--- Start Data provided ---
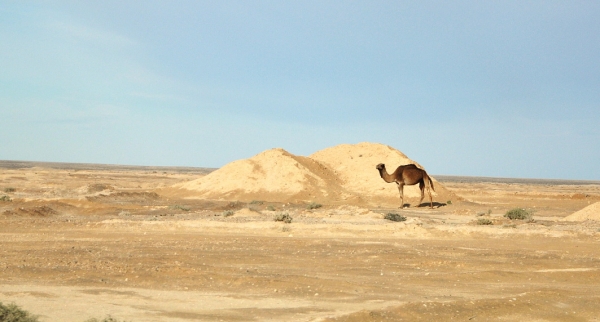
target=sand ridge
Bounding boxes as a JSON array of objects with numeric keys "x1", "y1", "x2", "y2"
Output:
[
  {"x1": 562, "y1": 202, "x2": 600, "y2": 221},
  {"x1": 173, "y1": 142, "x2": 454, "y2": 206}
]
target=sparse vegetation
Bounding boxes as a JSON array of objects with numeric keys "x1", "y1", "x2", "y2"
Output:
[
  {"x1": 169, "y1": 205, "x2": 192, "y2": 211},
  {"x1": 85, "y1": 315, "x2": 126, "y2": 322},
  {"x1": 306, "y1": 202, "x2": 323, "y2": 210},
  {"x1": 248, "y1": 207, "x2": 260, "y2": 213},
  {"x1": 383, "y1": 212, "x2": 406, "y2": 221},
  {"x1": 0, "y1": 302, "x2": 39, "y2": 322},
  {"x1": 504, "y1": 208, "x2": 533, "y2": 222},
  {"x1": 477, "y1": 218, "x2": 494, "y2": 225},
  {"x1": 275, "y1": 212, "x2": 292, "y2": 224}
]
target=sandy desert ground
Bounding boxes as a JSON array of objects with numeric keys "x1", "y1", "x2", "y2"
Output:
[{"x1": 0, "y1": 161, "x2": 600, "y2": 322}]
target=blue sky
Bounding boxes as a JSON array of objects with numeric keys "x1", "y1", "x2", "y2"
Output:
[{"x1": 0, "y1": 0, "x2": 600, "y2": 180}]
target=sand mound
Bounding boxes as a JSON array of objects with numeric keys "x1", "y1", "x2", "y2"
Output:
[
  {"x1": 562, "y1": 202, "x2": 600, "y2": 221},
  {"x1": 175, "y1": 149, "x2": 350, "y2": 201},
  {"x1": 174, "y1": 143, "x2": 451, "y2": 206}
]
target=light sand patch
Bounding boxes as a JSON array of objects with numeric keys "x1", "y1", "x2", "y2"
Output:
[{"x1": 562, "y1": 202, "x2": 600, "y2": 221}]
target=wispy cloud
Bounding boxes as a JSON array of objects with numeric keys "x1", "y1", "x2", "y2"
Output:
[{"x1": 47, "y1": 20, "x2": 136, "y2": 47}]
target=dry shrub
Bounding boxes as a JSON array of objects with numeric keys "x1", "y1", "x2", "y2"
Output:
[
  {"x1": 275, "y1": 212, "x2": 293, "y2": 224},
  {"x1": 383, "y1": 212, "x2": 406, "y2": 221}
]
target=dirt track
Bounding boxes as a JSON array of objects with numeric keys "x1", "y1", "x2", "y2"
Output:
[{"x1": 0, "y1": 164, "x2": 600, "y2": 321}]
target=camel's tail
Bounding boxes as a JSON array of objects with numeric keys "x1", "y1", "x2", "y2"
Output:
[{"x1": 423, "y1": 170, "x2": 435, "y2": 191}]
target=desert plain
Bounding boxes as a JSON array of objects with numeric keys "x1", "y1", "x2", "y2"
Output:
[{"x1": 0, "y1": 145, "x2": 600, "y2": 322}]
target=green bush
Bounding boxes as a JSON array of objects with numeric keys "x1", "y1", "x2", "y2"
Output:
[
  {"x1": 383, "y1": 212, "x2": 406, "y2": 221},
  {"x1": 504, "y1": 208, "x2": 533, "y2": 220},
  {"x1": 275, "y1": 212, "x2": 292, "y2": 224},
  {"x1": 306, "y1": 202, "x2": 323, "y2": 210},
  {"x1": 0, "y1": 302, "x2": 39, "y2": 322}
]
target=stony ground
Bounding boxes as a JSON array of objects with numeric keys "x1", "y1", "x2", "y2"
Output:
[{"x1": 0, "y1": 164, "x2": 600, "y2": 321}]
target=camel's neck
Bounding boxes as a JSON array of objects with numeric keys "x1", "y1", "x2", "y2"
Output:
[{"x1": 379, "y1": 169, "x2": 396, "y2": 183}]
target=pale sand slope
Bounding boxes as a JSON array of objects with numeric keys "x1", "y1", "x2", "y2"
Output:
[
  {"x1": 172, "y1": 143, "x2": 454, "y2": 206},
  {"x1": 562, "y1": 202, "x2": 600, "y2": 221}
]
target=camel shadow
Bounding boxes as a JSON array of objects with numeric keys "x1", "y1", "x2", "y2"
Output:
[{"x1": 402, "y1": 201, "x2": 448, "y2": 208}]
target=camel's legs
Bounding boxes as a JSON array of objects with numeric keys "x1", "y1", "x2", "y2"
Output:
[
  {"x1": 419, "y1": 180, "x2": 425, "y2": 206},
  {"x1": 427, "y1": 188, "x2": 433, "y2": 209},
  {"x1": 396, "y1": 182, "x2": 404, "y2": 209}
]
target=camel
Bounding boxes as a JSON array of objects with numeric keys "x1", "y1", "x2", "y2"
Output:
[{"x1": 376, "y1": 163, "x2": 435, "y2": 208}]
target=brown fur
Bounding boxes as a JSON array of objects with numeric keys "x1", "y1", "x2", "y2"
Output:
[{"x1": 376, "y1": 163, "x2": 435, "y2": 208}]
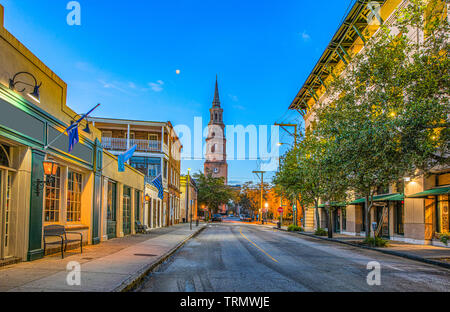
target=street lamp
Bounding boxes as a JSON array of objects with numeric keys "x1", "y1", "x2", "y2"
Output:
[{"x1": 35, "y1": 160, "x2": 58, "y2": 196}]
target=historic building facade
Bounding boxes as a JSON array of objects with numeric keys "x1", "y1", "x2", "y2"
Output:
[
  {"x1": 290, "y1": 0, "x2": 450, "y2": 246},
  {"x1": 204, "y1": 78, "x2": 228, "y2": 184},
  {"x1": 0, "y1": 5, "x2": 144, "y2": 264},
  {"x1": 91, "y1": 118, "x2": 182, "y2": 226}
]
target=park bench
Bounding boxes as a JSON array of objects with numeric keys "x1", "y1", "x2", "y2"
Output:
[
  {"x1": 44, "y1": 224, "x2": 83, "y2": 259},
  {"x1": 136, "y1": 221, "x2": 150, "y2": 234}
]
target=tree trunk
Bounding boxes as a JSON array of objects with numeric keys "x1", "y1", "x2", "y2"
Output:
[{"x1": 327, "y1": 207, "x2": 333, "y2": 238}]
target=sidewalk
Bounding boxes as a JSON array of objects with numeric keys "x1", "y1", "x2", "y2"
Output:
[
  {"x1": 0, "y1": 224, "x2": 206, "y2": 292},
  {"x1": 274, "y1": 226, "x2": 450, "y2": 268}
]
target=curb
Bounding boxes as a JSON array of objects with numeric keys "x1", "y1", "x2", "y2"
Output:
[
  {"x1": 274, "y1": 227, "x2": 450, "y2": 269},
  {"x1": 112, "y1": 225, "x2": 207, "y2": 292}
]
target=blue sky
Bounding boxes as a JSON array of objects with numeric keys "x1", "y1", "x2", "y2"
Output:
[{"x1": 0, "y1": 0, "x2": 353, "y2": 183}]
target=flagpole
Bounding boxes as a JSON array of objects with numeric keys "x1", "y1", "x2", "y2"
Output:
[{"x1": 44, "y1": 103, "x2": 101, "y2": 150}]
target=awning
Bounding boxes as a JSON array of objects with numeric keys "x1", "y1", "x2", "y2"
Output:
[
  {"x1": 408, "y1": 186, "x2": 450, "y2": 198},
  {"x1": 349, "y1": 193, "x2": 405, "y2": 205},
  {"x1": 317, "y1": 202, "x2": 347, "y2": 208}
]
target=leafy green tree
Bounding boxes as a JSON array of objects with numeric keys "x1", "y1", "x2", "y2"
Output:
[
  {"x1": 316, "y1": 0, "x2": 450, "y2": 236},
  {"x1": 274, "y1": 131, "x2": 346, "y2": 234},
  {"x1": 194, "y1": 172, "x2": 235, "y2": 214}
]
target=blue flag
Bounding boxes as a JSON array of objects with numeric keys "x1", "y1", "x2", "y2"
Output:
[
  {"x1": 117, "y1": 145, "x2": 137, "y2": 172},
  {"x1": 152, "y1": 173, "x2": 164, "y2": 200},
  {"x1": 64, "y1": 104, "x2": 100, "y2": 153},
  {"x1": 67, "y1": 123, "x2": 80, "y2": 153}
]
--- End Data provided ---
Exercise. The required output is the span of lines from the one containing "target=awning" to the last line, reproduced character for character.

Result.
target=awning
Bounding boxes as a JSON array of objects with numeric keys "x1", "y1", "x2", "y2"
Output:
[
  {"x1": 408, "y1": 186, "x2": 450, "y2": 198},
  {"x1": 349, "y1": 193, "x2": 405, "y2": 205},
  {"x1": 317, "y1": 202, "x2": 347, "y2": 208}
]
target=leafy green tree
Bounding boxes as a JSON array of objects with numeric keys "x1", "y1", "x2", "y2"
Output:
[
  {"x1": 316, "y1": 0, "x2": 450, "y2": 236},
  {"x1": 274, "y1": 131, "x2": 346, "y2": 234},
  {"x1": 194, "y1": 172, "x2": 235, "y2": 214}
]
target=blue flag
Bounding boxes as a JSON array of objects with numeric keys "x1", "y1", "x2", "y2"
Output:
[
  {"x1": 117, "y1": 145, "x2": 137, "y2": 172},
  {"x1": 152, "y1": 173, "x2": 164, "y2": 200},
  {"x1": 64, "y1": 104, "x2": 100, "y2": 153},
  {"x1": 67, "y1": 123, "x2": 80, "y2": 153}
]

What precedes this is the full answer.